SOURCE PASSAGE:
:::

The type of tenancy agreement you have with your landlord is crucial in determining certain rights you may have (for example how much notice you should be given when asked to leave).

If you do not have a written agreement with your landlord it does not mean you have no rights or obligations, but it could mean that your rights are limited. 

Tenancy agreement types

The most common form of tenancy agreement for tenants renting privately is an assured shorthold tenancy. 

Assured shorthold tenancies

Most new tenancies are automatically assured shorthold tenancies.

You are likely to have an assured shorthold tenancy if all of the following applies:

  • you moved in on or after February 28, 1997 
  • you pay rent to a private landlord 
  • your landlord does not live in the same building as you
  • you have control over your home so that your landlord and other people cannot come in whenever they want to 

You will also be an assured shorthold tenant if you moved in between January 15, 1989 and February 27, 1997 and your landlord gave you a notice saying that you have an assured shorthold tenancy before your tenancy started.

Other types of tenancy

Assured tenancies

You are likely to be an assured tenant if all of the following applies:

  • you pay rent to a private landlord
  • your landlord does not live in the same building as you (unless it’s a block of flats) 
  • you have control over your home so that your landlord and other people cannot come in whenever they want to 
  • you moved in between January 15, 1989 and February 27, 1997 and your landlord did not give you a notice saying that you have an assured shorthold tenancy.

:::

GIVEN RECORDS:

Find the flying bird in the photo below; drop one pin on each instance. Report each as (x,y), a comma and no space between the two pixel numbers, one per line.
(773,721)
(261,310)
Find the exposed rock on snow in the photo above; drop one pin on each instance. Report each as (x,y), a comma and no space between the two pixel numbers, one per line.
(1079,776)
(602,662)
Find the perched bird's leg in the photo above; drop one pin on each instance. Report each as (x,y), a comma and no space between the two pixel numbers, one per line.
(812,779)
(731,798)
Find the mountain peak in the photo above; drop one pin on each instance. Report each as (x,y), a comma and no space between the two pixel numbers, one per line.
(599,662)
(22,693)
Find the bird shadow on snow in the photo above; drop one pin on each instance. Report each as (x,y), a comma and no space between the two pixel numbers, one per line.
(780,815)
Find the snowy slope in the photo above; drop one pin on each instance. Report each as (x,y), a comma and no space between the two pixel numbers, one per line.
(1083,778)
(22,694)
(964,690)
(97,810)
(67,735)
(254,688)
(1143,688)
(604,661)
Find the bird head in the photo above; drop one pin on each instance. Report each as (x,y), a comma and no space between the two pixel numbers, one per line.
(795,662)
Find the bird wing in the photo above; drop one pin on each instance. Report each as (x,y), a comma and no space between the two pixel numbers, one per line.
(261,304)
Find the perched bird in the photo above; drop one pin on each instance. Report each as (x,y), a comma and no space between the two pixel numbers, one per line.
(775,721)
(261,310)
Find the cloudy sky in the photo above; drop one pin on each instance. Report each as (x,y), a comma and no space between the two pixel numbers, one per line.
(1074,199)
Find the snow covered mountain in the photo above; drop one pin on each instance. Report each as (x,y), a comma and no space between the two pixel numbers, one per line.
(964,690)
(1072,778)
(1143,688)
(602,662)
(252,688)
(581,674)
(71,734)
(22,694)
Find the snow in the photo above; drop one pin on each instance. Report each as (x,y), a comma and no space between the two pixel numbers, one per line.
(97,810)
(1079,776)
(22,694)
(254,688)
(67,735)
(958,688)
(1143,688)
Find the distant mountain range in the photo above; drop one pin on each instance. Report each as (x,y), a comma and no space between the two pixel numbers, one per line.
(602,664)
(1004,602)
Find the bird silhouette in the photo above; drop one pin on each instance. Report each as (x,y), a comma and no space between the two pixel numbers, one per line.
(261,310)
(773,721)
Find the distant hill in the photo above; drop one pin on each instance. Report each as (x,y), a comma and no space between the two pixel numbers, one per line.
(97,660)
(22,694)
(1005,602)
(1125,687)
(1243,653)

:::

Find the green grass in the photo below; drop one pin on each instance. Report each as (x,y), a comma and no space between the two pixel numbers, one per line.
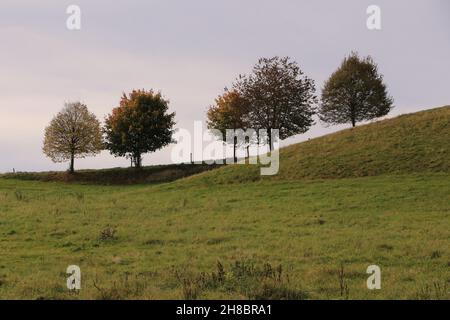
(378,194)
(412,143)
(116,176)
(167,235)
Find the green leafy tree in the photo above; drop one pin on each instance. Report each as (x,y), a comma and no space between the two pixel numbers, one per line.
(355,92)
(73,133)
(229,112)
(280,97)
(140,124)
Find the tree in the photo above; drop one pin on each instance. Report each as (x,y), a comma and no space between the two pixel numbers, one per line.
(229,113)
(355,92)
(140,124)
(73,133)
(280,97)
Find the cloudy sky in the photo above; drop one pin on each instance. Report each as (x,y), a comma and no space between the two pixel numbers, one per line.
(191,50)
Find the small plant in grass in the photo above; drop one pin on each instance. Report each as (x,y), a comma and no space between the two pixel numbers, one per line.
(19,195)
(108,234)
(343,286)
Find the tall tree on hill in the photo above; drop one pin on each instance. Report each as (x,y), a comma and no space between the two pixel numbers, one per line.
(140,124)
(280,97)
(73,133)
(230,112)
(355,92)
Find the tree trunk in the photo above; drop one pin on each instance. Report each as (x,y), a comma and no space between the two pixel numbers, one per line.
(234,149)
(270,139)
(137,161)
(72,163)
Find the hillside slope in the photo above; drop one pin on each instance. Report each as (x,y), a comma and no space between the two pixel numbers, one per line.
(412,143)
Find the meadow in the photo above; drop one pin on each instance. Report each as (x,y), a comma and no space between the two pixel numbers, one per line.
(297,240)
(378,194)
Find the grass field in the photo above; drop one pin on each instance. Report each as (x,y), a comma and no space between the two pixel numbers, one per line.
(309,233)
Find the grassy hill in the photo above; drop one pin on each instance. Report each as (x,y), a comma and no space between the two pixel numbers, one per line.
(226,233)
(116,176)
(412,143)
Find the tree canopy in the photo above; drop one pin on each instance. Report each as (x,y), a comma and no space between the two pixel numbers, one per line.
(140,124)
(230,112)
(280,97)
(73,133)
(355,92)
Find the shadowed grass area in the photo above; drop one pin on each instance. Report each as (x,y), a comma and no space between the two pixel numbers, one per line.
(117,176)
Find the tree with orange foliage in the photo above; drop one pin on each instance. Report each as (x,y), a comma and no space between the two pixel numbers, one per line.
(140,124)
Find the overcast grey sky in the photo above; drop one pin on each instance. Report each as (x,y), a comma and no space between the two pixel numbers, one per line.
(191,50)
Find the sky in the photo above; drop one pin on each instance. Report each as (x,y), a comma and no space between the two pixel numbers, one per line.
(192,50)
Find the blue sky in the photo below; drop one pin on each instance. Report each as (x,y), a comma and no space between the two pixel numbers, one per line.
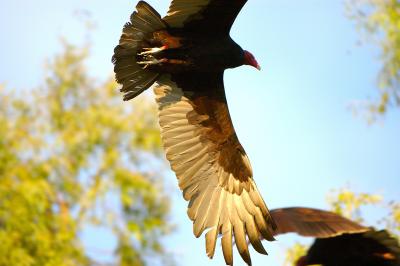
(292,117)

:::

EXERCISE REQUIREMENTS:
A. Retype the section of the tenancy passage above that opens with the words containing "The type of" and closes with "asked to leave).".
B. Answer these questions from the tenancy passage above:
(i) What is the most common form of tenancy agreement for tenants renting privately?
(ii) On or after what date must you have moved in to be likely to have an assured shorthold tenancy?
(iii) For an assured tenancy, what exception applies to the condition that the landlord does not live in the same building?

TASK-BY-TASK ANSWERS:
A.
The type of tenancy agreement you have with your landlord is crucial in determining certain rights you may have (for example how much notice you should be given when asked to leave).

B.
(i) An assured shorthold tenancy.
(ii) February 28, 1997.
(iii) The exception is when it's a block of flats.